━━━ MATERIAL PROVIDED
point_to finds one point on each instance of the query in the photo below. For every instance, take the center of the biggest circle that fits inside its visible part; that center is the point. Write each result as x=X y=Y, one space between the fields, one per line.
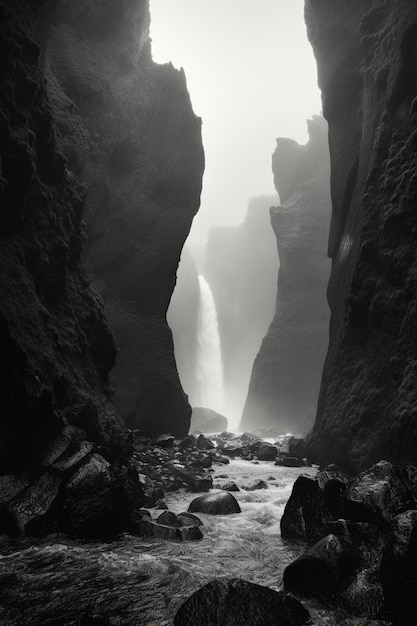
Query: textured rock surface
x=128 y=130
x=286 y=374
x=368 y=75
x=240 y=266
x=56 y=348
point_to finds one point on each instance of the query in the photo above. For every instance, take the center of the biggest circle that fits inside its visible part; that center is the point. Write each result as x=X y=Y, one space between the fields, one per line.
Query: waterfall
x=209 y=357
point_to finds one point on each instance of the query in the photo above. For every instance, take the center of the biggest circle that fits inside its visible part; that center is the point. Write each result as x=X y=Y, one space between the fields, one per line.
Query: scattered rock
x=377 y=495
x=234 y=602
x=220 y=503
x=322 y=572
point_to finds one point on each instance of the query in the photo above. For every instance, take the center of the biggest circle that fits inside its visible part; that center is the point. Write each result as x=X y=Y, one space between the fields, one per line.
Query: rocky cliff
x=240 y=265
x=286 y=374
x=128 y=130
x=66 y=456
x=367 y=69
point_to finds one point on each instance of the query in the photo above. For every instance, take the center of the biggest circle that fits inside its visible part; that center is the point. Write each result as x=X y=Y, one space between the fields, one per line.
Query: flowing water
x=139 y=581
x=209 y=357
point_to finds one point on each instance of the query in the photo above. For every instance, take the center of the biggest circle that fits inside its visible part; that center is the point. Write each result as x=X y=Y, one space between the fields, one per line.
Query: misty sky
x=252 y=78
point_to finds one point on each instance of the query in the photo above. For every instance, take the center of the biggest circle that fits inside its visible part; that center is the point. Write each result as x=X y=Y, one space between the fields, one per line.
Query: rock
x=188 y=442
x=302 y=518
x=168 y=518
x=188 y=519
x=234 y=602
x=207 y=420
x=229 y=486
x=286 y=374
x=165 y=441
x=313 y=503
x=399 y=569
x=377 y=495
x=292 y=461
x=322 y=572
x=221 y=503
x=258 y=484
x=204 y=443
x=366 y=410
x=34 y=502
x=89 y=502
x=266 y=453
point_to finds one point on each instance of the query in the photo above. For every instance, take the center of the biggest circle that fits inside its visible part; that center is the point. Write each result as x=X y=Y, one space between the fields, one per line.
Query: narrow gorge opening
x=243 y=88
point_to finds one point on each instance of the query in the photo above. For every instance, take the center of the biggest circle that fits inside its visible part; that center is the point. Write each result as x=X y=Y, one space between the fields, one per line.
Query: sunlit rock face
x=128 y=130
x=367 y=67
x=56 y=348
x=286 y=374
x=241 y=266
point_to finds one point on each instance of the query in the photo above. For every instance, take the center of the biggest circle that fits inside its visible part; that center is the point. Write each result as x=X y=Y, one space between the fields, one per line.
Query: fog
x=252 y=78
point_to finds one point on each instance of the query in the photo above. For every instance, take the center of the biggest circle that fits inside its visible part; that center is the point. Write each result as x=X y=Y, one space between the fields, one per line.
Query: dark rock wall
x=367 y=68
x=128 y=130
x=240 y=266
x=286 y=374
x=56 y=348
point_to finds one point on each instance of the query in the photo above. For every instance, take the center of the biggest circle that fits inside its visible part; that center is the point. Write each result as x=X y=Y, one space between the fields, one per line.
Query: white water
x=209 y=357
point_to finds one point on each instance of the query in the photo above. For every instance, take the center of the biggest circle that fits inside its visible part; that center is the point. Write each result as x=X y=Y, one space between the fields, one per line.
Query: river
x=139 y=581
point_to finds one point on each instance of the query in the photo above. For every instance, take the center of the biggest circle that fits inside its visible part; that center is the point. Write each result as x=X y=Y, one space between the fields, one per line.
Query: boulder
x=188 y=519
x=220 y=503
x=89 y=503
x=204 y=443
x=34 y=502
x=257 y=484
x=399 y=569
x=322 y=572
x=377 y=495
x=234 y=602
x=266 y=452
x=207 y=420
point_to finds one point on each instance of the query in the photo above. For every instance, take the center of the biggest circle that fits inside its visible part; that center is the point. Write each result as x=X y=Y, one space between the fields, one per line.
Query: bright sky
x=252 y=78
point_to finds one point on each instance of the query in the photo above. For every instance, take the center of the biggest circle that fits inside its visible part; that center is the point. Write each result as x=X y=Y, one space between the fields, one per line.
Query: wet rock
x=207 y=420
x=188 y=519
x=266 y=452
x=89 y=502
x=221 y=503
x=377 y=495
x=322 y=572
x=234 y=602
x=314 y=501
x=291 y=461
x=399 y=569
x=168 y=518
x=229 y=486
x=34 y=502
x=258 y=484
x=204 y=443
x=165 y=441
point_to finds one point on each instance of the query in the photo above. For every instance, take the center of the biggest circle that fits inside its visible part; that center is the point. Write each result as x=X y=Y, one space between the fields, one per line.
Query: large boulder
x=219 y=503
x=233 y=602
x=377 y=495
x=207 y=420
x=322 y=572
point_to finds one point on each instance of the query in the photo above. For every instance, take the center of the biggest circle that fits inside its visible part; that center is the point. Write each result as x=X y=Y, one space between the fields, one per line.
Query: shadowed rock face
x=128 y=130
x=367 y=67
x=286 y=374
x=56 y=348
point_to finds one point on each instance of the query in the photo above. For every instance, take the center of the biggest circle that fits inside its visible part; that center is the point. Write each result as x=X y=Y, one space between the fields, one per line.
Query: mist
x=252 y=78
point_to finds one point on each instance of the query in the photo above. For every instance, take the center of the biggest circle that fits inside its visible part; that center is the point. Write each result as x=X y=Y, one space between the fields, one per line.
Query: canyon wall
x=240 y=265
x=286 y=374
x=56 y=348
x=128 y=130
x=367 y=70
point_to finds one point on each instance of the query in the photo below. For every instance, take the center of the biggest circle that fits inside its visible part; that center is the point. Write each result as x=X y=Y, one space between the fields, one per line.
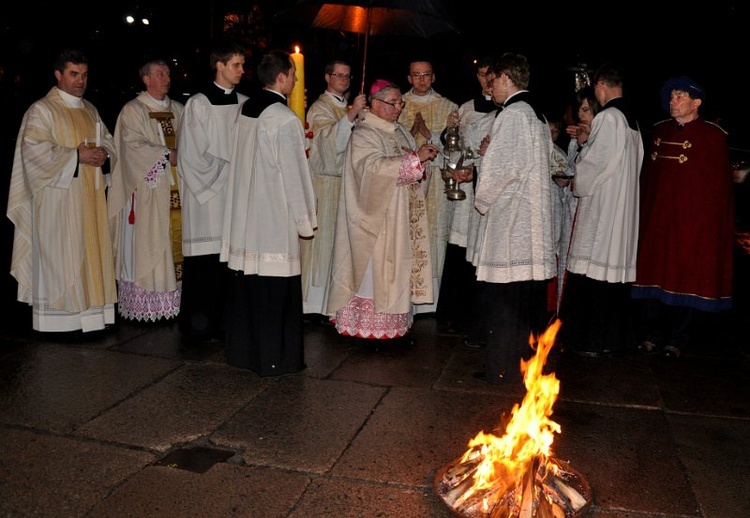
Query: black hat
x=683 y=83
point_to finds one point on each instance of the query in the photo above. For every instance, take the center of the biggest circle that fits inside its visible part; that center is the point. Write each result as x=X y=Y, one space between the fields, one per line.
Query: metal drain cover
x=197 y=459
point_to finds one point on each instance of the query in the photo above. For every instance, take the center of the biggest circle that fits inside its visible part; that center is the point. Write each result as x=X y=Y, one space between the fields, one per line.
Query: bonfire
x=515 y=475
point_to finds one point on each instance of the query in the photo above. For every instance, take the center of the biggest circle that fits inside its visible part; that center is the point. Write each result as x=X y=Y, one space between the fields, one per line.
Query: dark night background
x=650 y=44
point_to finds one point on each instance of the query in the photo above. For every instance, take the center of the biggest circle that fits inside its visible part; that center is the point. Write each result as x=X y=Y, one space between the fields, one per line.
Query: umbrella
x=423 y=18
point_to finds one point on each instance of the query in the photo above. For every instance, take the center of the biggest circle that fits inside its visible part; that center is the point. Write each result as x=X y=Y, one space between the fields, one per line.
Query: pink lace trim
x=135 y=303
x=358 y=318
x=411 y=170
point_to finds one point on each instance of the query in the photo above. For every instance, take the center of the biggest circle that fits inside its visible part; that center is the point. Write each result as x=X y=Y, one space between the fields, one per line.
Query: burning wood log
x=514 y=476
x=549 y=491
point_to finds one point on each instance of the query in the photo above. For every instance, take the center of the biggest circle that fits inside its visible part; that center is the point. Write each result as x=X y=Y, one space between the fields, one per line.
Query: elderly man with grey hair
x=381 y=257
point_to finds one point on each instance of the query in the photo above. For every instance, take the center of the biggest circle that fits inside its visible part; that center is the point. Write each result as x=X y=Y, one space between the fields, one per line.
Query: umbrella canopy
x=422 y=18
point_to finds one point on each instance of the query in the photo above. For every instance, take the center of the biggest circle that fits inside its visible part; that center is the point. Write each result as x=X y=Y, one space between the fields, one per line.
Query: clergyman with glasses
x=382 y=267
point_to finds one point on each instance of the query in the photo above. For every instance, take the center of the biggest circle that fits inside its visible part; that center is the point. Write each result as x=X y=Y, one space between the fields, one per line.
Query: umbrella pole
x=364 y=59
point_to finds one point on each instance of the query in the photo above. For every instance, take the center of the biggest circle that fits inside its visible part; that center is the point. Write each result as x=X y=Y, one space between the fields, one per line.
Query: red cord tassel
x=131 y=216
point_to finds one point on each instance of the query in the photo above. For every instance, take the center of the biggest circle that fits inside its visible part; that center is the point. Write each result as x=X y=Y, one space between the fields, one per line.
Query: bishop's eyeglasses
x=396 y=104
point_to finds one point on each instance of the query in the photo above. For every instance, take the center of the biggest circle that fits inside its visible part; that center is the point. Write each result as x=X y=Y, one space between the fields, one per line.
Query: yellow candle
x=297 y=97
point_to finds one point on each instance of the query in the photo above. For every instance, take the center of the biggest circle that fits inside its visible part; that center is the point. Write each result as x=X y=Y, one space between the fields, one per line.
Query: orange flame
x=504 y=461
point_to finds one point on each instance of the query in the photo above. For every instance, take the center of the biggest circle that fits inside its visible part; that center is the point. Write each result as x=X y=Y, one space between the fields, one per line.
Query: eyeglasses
x=396 y=104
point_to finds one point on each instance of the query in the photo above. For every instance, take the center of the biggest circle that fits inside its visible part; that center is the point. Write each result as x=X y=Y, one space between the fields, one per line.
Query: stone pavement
x=133 y=424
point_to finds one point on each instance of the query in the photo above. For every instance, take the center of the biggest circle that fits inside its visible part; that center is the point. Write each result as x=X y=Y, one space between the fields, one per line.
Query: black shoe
x=470 y=343
x=647 y=347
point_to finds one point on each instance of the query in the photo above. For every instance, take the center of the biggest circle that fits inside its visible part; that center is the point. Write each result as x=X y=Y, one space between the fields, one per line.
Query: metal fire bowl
x=582 y=486
x=456 y=195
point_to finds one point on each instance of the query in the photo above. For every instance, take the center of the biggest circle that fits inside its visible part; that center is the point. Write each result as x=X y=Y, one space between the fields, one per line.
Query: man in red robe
x=687 y=222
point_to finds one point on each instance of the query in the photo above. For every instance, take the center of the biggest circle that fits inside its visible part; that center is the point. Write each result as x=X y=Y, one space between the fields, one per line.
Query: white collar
x=226 y=90
x=71 y=101
x=428 y=97
x=340 y=100
x=163 y=103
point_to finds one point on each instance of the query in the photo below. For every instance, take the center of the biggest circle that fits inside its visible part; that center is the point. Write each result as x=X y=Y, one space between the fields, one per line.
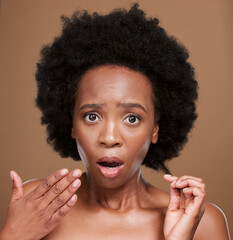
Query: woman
x=117 y=92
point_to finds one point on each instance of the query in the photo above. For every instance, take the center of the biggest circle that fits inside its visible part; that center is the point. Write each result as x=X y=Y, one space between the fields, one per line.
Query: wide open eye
x=91 y=117
x=132 y=119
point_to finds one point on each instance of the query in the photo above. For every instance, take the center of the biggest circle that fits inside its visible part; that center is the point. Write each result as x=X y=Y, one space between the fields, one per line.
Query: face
x=113 y=123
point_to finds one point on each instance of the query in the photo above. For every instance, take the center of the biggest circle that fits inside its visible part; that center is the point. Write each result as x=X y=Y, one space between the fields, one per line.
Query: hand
x=181 y=221
x=34 y=215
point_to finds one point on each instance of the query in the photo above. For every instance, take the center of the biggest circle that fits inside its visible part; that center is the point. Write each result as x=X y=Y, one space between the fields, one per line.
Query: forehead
x=108 y=83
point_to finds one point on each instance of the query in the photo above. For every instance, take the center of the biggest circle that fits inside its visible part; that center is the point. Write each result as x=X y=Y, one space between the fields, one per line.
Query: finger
x=60 y=186
x=170 y=178
x=181 y=178
x=61 y=212
x=17 y=188
x=198 y=198
x=47 y=183
x=64 y=197
x=175 y=199
x=189 y=182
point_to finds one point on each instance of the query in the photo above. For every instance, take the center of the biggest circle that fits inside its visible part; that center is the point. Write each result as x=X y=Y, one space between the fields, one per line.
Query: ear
x=155 y=134
x=72 y=133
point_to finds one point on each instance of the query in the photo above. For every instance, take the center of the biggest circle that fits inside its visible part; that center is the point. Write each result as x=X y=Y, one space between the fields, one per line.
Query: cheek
x=85 y=142
x=138 y=147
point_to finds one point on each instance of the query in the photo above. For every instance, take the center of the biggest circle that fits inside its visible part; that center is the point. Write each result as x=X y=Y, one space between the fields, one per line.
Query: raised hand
x=32 y=216
x=184 y=213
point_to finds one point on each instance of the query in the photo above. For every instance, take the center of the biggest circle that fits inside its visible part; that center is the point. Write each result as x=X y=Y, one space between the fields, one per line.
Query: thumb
x=17 y=188
x=175 y=199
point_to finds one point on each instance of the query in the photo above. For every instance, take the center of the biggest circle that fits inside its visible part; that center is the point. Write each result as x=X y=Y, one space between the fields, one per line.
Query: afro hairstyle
x=121 y=38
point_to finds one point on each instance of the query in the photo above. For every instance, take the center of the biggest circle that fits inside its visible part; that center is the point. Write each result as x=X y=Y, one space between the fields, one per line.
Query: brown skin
x=113 y=116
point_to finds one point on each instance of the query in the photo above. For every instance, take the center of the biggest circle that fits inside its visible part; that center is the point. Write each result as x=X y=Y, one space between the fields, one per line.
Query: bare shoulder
x=30 y=185
x=213 y=224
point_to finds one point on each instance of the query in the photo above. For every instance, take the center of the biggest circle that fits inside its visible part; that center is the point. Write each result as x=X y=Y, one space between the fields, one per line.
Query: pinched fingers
x=62 y=211
x=196 y=205
x=47 y=183
x=184 y=182
x=58 y=188
x=65 y=197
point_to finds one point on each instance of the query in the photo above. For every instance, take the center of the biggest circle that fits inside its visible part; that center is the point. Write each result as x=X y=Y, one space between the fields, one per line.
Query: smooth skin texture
x=113 y=116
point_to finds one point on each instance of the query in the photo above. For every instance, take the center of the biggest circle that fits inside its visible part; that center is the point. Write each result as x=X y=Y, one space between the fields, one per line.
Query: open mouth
x=110 y=167
x=109 y=164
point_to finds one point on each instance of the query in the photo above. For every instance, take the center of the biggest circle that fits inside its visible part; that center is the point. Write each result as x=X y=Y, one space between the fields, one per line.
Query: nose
x=110 y=135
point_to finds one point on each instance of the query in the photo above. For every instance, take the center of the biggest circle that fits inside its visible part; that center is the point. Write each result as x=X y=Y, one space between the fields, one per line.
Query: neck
x=122 y=198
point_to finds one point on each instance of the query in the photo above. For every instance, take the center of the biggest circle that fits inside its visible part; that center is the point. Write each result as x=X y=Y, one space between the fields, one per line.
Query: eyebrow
x=125 y=105
x=131 y=105
x=92 y=105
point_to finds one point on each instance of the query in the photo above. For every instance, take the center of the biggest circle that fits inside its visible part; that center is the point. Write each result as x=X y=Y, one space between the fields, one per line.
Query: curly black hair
x=122 y=38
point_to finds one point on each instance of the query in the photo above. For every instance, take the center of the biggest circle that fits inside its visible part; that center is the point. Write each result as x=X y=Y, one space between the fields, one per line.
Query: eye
x=91 y=117
x=132 y=119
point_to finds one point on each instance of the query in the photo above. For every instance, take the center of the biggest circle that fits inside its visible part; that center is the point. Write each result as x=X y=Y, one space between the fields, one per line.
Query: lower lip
x=110 y=172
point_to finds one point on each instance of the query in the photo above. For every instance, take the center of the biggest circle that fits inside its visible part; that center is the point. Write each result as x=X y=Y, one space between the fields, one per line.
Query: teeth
x=109 y=164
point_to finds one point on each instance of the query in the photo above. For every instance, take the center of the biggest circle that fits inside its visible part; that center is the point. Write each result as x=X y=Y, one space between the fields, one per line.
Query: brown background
x=205 y=27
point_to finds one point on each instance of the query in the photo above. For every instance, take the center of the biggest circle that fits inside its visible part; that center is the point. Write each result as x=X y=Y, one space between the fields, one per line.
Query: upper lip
x=110 y=160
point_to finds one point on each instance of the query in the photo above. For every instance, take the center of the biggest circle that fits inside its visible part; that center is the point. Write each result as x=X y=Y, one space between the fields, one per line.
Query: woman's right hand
x=32 y=216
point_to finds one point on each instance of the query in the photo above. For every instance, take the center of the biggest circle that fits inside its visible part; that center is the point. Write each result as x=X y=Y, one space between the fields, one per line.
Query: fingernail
x=76 y=173
x=76 y=183
x=63 y=172
x=12 y=176
x=73 y=198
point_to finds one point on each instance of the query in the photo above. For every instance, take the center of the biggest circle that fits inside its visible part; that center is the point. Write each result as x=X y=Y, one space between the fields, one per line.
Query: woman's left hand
x=184 y=213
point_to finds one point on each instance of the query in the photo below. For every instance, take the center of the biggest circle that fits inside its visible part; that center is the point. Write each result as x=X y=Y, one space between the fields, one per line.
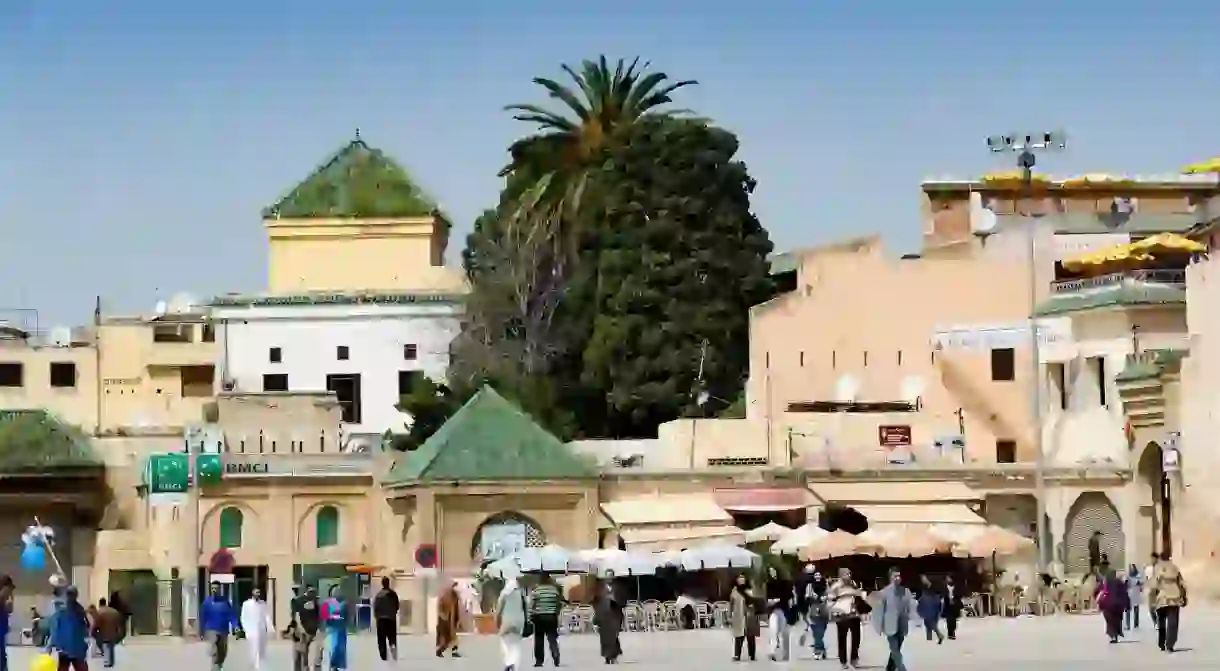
━━━━━━
Count the lines in the records above that contain the word "eyeglasses", and give only that number.

2